STATED TASK:
Write the next part of the mailing-list reply below about banning AI-generated posts, starting right after its final sentence.

On 12/18/2025 11:54 PM, vm via ntg-context wrote:
Maybe this is the time to put a *complete ban* of any AI generated text postings to this forum now that we still can. Before you realize it you'll be wasting your time in replying to a machine who's sole purpose is to keep you distracted form your work. Anyone who gets caught ought to be banned, for ever. As this forum is for (real) people to share and exchange thoughts and information.

One cannot really put a ban on this. We don't put as ban on other technologies either. It's more about not using ai the wrong way. The problem is that, as a tool, generative ml can have its use although it can interfere badly with creativity. So it's about using with care and I have confidence that users here take care it it. After all, we're not in a competitive space here (looking for the next typesetting hype every few years). Also, people will likely get bored about ai at some point and companies relying it it will fade away, as history shows us even large ones seldom survive that long.

So, take a manual or an example snippet: one can use these tools to write (generate) one, but where does the content come from .. at some point one has to feed the system. Can you still call it your work and call yourself an author? I definitely don't want to end up in editing stuff that i could as well as written from scratch. The term author has th be recallibrated then.

The same has always been true for programming: with the exception of science based algoritms beyond my imagination (think perlin noise) it's more efficient to just look atthe problem, think of a soluition and wrote one (at least for me) and then I don't care if I spend more time on it than someone else would. How would I know anyway.

INFORMATION PROVIDED:
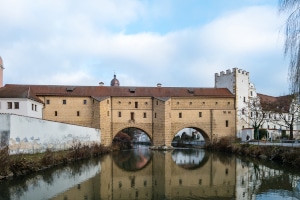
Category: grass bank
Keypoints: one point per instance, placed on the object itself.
(284, 155)
(21, 164)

TASK ANSWER:
For the record: some time ago Frans G and I had good laught about his conversation with chat that ended up with funy mixups of context and latex syntax (commands, color specifications etc) but chat was very pleased about the positive feedback which was then not applied. He turned it into a MAPS article. How are users supposed to know the truth, that is the question.

But also keep in mind that one can find rather weird *human* comments on ther web (like SE) on e.g. context from non-users that makes one wonder if they ever looked at it or are capable figuring out tex (beyond their narrow scope) at all. And those are indeed humans, maybe even considered experts. Part of the problem is that anyone can write / bash / complain / suggest anything these days and some actually could have benefit from cheecking-by-ai first. When I first ran into what was assumes ai, it actually was called 'expert systems' (prolog, lisp times) and as far as i understood experts were supposed to be involved, not web scrapers.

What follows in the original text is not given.